Extracted text:
You need to differentiate between the public health and personal health issues here.
From a personal health perspective, no vaccine and no treatment is 100% guaranteed to block a given disease in all recipients, and there is no guarantee against side effects. There is no 100% safe path.
From a public health perspective, the Covid vaccines reduce the probability of infection, the severity of infection, and the odds of death. This has been true of every variant so far, and is doubtless true of omicron. The effectiveness of the vaccines against omicron may be lower, but it's nonzero.
In fact the vax increases your chance of getting it and even dying from it or dying from the vax itself. Pretty common knowledge among those who keep themselves informed on such matters.
@hippyjoe1955 Here are some facts from US hospitals
I keep posting them; you keep denying them. Funny thing though - you keep demanding evidence but you never seem to post any data to support your claims! Why is that??
I know,@LamontCranston. But after reading and hearing these things for months, and watching as people die needlessly, and after seeing mr joe endlessly berate efforts to save people's lives, I indeed, spoke with no filter. And my past dialogs with this man, as well as many others I've read, but not been a part of, simply go around in circles. He is constantly shown hard facts but never provides anything, other than his own "critical thinking" to refute them. Cold hard facts can't be refuted. But again, you are correct and I will try to do better.
@Horsefrost No, never everyday. The interval depends on the vaccine, which depends on the disease. I believe the polio vaccine was a total of 4 doses giving protection for life. The childhood MMR vaccine is 2 doses; protects from measles, mumps, rubella. Flu keeps mutating so they need to make a new vaccine every year.
Vaccinated people can still get infected with any variant. The difference between vaccinated and unvaccinated people is, vaccinated people are better equipped to fight it off.

Problem set:
a) Retype the stretch of the vaccine discussion from "I know,@LamontCranston. But" through "to do better.".
b) Answer these questions from the vaccine discussion:
(i) From a public health perspective, what three things do the Covid vaccines reduce?
(ii) How many doses does the childhood MMR vaccine involve?
(iii) Why does flu need a new vaccine every year?

Extracted records:
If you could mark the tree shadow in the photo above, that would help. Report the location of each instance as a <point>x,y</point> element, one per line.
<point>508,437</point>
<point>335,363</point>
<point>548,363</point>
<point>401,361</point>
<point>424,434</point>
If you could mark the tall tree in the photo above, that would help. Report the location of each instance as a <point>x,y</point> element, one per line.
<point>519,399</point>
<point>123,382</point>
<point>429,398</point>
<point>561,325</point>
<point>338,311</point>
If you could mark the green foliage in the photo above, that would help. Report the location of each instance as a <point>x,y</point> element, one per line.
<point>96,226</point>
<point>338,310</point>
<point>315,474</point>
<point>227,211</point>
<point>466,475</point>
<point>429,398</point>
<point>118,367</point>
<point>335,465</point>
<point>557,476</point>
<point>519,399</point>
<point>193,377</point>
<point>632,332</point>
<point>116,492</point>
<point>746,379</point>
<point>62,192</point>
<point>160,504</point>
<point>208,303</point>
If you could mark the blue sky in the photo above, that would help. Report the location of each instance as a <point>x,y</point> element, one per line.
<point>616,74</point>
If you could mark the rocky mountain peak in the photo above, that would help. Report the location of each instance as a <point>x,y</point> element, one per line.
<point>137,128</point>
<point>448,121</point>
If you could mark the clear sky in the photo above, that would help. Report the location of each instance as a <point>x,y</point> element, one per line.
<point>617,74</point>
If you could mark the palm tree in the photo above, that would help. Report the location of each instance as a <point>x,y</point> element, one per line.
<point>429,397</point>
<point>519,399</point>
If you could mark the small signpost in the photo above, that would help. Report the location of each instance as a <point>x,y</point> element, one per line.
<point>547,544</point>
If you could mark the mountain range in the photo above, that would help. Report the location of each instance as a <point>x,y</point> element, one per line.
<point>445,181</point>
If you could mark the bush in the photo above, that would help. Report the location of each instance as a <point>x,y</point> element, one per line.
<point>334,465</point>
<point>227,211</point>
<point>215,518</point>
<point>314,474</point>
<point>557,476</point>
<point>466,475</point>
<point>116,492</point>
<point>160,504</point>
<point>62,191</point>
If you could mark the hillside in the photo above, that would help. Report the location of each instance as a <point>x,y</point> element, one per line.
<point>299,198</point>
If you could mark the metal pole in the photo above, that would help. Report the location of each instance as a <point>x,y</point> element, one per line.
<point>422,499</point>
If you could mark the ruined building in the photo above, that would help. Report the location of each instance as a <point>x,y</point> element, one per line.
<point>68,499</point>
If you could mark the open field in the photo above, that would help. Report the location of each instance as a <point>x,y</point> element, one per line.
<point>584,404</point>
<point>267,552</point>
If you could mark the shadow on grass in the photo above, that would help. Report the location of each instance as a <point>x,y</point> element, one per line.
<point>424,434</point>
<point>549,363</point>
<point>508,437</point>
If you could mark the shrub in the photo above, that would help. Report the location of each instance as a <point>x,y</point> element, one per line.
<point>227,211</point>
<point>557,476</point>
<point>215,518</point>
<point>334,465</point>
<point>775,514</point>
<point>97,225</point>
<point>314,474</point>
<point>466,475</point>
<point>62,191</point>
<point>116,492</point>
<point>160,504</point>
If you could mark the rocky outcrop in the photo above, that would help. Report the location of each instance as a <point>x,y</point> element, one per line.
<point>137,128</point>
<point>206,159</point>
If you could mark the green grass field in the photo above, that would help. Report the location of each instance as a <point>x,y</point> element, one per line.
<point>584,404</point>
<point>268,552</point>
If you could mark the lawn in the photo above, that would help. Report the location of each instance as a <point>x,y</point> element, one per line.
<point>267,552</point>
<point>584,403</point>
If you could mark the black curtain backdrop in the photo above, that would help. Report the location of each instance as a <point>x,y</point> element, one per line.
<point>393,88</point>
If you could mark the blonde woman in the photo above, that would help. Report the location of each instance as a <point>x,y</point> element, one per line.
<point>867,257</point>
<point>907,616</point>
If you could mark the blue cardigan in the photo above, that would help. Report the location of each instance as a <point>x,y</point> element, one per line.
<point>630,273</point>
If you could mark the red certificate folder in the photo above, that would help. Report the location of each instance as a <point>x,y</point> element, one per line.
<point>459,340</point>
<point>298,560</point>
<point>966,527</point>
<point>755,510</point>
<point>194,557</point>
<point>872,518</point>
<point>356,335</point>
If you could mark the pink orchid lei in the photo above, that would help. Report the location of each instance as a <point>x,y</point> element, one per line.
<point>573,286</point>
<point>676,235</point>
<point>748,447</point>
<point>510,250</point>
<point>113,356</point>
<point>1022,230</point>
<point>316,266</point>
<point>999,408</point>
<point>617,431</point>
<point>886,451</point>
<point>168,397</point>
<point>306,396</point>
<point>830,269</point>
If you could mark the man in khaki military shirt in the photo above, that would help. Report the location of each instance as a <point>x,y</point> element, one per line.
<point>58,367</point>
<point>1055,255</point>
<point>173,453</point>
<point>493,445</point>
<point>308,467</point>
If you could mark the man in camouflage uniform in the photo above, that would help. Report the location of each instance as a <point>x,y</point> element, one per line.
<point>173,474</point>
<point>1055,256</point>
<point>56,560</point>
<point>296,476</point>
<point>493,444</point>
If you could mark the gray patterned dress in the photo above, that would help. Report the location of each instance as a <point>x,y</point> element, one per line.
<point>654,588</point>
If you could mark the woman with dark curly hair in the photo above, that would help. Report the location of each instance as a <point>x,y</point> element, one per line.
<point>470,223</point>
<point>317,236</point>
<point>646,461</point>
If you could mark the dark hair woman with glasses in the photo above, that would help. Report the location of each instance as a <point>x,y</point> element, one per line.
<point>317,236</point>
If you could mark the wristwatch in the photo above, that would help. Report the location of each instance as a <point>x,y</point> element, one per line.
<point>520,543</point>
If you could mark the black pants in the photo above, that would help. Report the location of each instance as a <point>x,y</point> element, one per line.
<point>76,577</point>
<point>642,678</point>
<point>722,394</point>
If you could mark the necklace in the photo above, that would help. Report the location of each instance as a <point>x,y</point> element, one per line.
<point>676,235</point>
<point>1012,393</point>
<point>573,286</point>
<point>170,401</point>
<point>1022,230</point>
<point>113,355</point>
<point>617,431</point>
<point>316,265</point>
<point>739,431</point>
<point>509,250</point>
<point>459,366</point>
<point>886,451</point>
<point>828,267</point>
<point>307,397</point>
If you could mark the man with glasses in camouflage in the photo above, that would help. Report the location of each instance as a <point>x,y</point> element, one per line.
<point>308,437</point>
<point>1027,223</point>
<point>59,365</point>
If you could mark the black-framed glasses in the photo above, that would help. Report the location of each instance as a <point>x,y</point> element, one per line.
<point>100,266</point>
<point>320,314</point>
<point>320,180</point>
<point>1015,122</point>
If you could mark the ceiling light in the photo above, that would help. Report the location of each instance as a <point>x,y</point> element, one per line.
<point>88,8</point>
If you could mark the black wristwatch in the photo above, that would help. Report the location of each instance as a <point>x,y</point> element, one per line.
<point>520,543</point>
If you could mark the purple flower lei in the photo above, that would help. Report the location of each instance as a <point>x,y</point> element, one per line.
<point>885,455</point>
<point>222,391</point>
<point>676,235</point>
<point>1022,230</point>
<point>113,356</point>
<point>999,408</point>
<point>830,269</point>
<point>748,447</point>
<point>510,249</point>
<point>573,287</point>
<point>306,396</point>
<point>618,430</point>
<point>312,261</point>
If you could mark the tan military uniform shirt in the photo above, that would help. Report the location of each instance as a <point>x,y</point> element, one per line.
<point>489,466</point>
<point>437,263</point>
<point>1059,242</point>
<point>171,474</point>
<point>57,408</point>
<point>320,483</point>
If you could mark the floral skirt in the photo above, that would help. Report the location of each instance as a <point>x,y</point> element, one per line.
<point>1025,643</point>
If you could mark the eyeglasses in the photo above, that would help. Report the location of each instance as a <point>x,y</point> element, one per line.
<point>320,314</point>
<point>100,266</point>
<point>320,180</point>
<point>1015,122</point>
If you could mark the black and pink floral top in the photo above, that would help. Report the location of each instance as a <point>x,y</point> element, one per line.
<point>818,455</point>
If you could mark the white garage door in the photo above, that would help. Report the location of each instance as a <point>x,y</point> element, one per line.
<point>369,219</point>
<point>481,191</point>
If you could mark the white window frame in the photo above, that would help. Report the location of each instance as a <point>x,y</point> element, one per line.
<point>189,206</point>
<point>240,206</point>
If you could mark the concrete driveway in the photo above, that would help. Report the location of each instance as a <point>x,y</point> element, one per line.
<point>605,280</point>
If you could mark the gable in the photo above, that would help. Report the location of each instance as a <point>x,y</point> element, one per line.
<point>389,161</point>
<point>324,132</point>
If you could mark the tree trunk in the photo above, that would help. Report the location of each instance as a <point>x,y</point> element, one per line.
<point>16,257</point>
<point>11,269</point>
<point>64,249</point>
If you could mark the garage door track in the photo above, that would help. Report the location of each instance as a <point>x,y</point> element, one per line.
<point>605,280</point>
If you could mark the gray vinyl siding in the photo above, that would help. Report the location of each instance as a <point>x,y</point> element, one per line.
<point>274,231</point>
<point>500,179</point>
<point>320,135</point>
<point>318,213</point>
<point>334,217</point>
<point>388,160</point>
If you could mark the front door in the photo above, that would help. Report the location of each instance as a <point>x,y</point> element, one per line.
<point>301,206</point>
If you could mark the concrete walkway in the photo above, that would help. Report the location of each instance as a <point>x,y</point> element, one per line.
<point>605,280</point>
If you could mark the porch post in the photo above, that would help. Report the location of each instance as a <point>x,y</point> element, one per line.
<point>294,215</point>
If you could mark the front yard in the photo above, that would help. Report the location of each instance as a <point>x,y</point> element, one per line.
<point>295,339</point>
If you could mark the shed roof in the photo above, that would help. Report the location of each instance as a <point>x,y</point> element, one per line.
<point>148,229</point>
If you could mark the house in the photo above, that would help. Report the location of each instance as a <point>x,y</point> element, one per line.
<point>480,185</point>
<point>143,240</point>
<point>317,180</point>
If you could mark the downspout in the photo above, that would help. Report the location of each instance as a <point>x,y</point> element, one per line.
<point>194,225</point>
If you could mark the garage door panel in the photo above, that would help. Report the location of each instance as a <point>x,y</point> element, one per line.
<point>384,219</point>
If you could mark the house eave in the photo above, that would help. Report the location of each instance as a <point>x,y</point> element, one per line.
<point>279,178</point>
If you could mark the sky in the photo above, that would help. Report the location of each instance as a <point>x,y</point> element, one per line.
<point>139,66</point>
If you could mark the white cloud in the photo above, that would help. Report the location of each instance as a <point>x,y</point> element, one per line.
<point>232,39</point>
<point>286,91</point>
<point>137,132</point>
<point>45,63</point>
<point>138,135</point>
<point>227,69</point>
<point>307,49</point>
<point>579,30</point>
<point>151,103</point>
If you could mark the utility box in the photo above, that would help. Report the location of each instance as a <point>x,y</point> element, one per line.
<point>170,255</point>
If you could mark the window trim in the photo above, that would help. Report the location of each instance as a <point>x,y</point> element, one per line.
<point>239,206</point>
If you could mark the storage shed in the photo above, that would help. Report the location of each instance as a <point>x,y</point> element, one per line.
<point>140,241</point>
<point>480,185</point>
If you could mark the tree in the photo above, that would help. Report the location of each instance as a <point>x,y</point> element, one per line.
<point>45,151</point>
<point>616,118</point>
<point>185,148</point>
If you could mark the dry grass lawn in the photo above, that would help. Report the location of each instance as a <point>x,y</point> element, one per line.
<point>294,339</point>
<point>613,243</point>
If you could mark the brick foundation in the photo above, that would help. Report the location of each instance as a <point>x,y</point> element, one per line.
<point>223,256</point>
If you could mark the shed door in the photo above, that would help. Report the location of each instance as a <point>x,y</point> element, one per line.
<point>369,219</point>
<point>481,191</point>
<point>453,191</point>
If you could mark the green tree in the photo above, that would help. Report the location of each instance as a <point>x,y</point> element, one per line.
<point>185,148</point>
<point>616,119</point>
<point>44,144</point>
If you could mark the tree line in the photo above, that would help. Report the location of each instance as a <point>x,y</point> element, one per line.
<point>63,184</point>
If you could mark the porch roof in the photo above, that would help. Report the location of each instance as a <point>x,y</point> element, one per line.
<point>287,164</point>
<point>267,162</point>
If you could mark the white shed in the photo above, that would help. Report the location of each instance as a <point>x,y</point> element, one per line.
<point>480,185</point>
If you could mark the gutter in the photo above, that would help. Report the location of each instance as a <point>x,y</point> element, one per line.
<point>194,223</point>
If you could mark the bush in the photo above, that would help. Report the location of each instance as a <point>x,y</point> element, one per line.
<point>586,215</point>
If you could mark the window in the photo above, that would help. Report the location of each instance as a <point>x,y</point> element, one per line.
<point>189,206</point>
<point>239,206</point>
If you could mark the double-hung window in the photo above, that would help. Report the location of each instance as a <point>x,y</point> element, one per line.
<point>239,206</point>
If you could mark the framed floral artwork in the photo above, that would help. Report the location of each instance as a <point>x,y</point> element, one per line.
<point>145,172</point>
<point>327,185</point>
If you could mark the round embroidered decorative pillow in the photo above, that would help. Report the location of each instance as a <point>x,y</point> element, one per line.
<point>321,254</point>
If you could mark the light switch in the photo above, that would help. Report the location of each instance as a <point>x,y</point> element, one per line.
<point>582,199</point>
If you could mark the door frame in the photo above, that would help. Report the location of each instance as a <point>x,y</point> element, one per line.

Responses by item number:
a)
I know,@LamontCranston. But after reading and hearing these things for months, and watching as people die needlessly, and after seeing mr joe endlessly berate efforts to save people's lives, I indeed, spoke with no filter. And my past dialogs with this man, as well as many others I've read, but not been a part of, simply go around in circles. He is constantly shown hard facts but never provides anything, other than his own "critical thinking" to refute them. Cold hard facts can't be refuted. But again, you are correct and I will try to do better.

b)
(i) The probability of infection, the severity of infection, and the odds of death.
(ii) Two doses.
(iii) Flu keeps mutating.